▶ **Exercise aim**
Produce an exact copy of the lines from the line containing "Can you spot the guitar headstock" through the last line of the entries below, and only those lines.

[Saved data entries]
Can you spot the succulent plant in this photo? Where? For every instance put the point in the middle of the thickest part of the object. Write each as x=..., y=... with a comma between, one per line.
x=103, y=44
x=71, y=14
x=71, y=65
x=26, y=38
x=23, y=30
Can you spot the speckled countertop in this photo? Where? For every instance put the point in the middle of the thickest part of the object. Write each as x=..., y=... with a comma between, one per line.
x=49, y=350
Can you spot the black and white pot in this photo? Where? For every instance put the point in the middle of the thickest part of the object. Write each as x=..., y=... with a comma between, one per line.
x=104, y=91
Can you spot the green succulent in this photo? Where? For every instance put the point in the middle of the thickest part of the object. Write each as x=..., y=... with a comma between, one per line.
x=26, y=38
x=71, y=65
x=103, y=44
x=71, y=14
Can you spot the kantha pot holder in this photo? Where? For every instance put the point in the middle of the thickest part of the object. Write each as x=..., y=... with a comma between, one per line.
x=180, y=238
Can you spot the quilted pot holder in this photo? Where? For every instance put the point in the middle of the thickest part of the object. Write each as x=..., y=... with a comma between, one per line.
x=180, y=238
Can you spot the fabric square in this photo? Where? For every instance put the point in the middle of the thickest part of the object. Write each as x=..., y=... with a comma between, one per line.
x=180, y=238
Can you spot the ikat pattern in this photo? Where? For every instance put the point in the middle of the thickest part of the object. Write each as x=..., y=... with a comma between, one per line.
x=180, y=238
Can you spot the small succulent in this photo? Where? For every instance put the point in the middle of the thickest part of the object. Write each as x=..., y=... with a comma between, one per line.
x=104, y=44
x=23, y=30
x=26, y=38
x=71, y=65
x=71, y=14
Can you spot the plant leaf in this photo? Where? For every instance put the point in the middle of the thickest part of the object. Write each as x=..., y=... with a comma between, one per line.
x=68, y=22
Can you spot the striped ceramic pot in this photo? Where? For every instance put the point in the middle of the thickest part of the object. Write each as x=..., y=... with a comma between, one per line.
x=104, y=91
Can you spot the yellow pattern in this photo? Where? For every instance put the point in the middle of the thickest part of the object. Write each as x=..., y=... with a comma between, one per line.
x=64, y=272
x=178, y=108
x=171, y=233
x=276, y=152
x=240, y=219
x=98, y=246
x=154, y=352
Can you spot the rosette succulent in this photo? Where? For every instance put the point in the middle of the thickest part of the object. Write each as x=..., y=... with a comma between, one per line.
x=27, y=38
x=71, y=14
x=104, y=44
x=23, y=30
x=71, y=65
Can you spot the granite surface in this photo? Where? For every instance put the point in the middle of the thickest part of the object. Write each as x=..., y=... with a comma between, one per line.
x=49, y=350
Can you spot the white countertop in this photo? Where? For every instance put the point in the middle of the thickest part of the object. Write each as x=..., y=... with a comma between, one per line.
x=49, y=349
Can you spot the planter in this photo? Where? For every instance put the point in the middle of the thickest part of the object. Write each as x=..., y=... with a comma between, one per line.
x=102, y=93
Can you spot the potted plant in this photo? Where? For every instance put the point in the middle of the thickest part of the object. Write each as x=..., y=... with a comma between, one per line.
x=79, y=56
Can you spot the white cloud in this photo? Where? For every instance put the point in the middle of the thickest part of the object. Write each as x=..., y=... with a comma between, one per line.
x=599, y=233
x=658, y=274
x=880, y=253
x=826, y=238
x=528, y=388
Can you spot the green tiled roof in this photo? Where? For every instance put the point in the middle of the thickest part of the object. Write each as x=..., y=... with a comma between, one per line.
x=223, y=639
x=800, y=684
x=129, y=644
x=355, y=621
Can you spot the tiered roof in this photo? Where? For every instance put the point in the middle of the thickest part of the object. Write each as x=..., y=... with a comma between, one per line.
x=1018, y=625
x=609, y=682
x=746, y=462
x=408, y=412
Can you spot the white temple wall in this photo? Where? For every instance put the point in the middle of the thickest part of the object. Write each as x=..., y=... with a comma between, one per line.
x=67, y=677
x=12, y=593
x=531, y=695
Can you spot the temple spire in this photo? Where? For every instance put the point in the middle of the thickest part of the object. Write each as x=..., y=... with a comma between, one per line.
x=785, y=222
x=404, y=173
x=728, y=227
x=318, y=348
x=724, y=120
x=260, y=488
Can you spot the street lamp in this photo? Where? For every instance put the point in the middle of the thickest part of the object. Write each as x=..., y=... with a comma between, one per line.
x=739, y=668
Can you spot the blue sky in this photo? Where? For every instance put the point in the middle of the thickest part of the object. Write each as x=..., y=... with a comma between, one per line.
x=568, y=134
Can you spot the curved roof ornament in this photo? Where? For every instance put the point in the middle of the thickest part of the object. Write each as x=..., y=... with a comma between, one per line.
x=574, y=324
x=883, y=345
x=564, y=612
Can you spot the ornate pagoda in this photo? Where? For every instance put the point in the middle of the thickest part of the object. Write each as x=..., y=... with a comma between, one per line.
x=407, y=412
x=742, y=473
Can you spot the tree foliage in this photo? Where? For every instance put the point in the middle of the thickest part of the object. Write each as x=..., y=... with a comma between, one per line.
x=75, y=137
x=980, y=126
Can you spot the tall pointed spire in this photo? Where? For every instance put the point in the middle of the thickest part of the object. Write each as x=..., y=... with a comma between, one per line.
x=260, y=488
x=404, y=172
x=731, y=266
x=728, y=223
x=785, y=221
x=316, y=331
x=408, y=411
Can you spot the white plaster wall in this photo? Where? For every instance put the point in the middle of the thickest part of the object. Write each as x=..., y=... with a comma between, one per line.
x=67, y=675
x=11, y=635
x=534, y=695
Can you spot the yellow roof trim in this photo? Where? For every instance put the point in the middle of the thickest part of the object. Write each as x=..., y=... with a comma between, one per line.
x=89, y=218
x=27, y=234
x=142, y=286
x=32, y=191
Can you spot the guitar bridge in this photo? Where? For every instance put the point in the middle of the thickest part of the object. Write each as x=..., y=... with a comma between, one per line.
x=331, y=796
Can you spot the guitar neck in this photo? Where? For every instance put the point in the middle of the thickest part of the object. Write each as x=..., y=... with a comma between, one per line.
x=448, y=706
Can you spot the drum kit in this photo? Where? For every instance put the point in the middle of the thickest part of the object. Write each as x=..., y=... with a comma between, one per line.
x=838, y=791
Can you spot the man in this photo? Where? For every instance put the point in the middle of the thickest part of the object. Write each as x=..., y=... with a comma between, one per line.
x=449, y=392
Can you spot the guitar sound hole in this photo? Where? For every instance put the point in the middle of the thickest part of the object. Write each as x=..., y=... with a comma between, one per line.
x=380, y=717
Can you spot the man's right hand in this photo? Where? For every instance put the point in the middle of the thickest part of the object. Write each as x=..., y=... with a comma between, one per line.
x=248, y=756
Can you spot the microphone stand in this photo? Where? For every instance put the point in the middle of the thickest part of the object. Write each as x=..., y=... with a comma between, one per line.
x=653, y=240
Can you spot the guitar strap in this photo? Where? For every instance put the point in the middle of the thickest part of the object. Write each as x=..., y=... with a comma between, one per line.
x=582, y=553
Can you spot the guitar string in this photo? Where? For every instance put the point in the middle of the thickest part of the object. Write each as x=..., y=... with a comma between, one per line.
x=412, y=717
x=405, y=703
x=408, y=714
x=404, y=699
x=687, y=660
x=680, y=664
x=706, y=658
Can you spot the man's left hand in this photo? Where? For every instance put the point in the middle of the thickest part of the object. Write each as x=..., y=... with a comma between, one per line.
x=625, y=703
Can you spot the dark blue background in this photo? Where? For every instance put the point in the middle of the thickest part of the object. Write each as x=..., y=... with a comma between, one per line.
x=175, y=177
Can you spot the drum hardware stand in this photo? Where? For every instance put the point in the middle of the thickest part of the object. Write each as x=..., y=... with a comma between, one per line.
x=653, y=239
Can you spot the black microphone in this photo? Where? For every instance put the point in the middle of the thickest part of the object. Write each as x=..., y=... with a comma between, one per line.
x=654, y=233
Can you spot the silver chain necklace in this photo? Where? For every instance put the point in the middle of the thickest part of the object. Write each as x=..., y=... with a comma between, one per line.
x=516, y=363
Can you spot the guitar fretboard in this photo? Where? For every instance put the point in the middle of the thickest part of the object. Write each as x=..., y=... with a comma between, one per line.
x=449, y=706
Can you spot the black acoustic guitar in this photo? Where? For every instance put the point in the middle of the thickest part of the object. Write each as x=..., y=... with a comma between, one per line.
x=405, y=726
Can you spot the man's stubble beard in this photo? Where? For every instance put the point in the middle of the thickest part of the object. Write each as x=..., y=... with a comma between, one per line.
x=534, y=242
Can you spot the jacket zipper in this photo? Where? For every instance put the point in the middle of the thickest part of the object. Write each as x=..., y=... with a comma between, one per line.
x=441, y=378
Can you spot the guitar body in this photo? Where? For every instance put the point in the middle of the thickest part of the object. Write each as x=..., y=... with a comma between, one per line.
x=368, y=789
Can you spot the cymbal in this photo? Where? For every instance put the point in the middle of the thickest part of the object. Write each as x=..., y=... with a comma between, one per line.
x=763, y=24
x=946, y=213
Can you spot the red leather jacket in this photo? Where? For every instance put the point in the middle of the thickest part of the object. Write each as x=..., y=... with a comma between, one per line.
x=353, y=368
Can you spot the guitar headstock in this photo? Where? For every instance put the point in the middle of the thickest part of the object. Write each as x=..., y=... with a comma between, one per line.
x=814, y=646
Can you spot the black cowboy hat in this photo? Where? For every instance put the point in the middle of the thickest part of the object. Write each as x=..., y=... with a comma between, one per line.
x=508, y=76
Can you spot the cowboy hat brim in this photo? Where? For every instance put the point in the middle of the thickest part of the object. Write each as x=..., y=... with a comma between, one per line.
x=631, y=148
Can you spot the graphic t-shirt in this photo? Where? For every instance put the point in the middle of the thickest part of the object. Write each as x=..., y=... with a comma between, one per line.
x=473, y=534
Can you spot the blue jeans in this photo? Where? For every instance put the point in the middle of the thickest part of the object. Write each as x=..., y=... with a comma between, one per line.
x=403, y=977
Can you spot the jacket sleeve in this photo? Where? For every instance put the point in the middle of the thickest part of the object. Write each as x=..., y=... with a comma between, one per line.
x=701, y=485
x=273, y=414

▶ **Final answer**
Can you spot the guitar headstock in this photo? Where? For every instance put the point in the middle of the thickest part of the object. Write each as x=..., y=... with a comma between, one per line.
x=814, y=646
Can you spot the black cowboy hat in this photo? Where? For every instance put the point in the middle of the thickest part of the object. Write each as x=..., y=... with a comma between, one per line.
x=508, y=76
Can you spot the cowboy hat brim in this photo? Where? For every instance put the point in the middle of the thickest part of the object. Write each as x=..., y=... with a comma between, one per line.
x=631, y=148
Can you spot the graphic t-shirt in this photo? Where? For every instance put the point in the middle of the thickest part of the object. Write each as x=..., y=... with a comma between, one per line.
x=473, y=534
Can you spot the blue jeans in this photo? Where? For every instance put the point in the middle of the thickest part of the object. Write each as x=..., y=... with a comma between, one per line.
x=403, y=977
Can you spot the jacket sleeve in this photo? Where? For every instance put the point in the middle of the thickest part of the object. Write each as x=..., y=... with a comma between, one per line.
x=701, y=485
x=273, y=414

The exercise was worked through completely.